### [ACTION ITEM]
Using the entries below, transcribe exactly the line containing "Box the fence." and each line that follows it to the end.

### [DATA SECTION]
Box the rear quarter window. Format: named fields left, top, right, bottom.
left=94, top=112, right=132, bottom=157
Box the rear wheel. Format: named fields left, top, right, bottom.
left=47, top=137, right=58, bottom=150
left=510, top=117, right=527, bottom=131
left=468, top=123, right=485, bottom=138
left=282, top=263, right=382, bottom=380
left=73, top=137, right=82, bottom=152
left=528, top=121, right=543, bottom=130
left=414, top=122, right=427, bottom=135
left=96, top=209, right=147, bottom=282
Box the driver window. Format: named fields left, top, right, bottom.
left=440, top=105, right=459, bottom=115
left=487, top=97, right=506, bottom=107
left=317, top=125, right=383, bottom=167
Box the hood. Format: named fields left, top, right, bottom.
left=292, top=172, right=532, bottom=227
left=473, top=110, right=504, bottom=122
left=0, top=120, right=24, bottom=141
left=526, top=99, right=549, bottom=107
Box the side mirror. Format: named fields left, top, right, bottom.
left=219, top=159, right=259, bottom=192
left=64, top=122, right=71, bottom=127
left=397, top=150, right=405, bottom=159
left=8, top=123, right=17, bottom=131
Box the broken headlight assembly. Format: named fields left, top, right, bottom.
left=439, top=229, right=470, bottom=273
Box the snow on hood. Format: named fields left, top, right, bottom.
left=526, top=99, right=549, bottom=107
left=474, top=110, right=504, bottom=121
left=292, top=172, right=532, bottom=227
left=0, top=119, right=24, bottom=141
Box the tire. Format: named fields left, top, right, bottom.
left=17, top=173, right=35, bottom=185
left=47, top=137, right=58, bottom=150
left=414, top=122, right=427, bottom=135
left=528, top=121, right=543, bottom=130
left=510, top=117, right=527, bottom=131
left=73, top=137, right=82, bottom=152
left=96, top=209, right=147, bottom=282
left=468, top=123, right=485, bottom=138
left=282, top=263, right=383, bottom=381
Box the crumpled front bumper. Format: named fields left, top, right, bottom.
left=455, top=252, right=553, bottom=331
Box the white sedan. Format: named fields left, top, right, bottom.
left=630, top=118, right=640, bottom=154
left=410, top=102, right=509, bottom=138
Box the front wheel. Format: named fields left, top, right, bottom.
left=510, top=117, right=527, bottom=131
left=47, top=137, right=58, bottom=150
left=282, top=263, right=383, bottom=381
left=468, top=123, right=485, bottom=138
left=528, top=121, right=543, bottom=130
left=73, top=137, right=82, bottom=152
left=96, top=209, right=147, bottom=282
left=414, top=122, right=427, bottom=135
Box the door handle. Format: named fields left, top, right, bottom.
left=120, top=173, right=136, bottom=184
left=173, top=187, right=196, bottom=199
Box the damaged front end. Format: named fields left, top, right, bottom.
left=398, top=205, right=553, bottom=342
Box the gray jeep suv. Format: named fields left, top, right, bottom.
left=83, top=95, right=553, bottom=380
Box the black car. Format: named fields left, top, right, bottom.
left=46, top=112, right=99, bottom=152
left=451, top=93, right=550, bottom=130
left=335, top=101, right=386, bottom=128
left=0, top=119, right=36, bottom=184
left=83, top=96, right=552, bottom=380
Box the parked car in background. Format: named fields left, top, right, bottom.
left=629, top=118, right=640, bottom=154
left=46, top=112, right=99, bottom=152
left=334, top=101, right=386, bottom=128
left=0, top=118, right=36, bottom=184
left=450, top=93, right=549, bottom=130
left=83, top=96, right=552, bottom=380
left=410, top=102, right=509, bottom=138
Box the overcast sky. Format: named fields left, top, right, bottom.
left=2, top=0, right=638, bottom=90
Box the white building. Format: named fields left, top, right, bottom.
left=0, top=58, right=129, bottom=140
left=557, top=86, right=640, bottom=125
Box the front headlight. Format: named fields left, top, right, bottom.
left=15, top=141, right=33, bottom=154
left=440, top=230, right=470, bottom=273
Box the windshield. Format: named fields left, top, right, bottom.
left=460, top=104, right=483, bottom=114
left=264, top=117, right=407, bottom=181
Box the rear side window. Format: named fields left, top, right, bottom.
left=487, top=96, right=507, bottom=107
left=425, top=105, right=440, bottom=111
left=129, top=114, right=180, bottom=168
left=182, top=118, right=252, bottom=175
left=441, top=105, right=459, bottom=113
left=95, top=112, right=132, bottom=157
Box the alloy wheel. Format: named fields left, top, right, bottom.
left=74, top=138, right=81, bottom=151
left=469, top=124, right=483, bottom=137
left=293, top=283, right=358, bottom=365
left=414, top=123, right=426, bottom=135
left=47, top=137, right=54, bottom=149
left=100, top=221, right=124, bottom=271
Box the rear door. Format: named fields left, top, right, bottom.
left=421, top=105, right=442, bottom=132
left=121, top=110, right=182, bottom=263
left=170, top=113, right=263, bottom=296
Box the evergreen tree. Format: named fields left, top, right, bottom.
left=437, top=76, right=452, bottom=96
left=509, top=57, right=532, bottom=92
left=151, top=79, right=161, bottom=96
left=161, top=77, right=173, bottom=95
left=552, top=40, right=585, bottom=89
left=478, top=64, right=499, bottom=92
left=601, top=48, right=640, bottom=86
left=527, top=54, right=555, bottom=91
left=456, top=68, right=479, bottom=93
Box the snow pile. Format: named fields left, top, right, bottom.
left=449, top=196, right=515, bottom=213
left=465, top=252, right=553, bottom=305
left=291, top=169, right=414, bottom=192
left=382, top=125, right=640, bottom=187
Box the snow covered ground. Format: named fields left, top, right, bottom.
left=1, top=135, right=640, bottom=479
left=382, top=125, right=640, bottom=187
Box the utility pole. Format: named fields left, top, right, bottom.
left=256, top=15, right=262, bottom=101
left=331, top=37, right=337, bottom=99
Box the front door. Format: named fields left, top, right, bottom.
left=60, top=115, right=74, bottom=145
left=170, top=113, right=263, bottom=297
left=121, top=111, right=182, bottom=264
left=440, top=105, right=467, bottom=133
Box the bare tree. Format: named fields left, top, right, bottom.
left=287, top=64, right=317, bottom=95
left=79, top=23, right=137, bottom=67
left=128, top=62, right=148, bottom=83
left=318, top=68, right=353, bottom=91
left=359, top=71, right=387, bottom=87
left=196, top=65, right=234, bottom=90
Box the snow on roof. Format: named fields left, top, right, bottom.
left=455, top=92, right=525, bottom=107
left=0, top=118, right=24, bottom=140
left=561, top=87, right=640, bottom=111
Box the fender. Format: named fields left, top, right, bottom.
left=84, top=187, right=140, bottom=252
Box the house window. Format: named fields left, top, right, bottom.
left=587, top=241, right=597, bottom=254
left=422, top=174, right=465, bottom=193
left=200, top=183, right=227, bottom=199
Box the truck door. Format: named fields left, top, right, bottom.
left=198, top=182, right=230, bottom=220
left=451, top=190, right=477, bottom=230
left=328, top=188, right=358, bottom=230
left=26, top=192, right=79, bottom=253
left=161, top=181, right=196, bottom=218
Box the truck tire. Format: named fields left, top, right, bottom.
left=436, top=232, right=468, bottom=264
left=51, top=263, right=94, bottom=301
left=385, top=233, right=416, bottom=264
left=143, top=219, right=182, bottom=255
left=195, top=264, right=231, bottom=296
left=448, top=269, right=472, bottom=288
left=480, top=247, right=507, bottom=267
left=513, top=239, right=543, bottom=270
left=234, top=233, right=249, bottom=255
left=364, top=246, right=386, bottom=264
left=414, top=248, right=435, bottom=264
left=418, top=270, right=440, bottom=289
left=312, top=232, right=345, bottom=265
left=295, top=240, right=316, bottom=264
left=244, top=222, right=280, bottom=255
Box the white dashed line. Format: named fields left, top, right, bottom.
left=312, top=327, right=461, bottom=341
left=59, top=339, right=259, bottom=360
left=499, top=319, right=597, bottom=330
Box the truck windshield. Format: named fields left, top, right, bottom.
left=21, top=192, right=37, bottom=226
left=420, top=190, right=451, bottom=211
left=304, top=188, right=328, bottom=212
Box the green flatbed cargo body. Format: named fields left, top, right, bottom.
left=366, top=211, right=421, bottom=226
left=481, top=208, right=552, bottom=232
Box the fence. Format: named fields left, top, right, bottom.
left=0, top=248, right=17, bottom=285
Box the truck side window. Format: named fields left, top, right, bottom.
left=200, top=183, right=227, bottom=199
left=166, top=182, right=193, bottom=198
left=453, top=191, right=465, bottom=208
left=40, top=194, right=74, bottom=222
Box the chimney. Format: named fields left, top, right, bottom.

### [RESULT OF THE TASK]
Box the fence. Format: named fields left, top, right, bottom.
left=0, top=248, right=17, bottom=285
Box the truck side window. Format: named fields left, top, right, bottom.
left=200, top=183, right=227, bottom=199
left=166, top=182, right=193, bottom=198
left=453, top=191, right=465, bottom=208
left=40, top=194, right=74, bottom=222
Box the chimney. Format: named fields left, top, right, bottom.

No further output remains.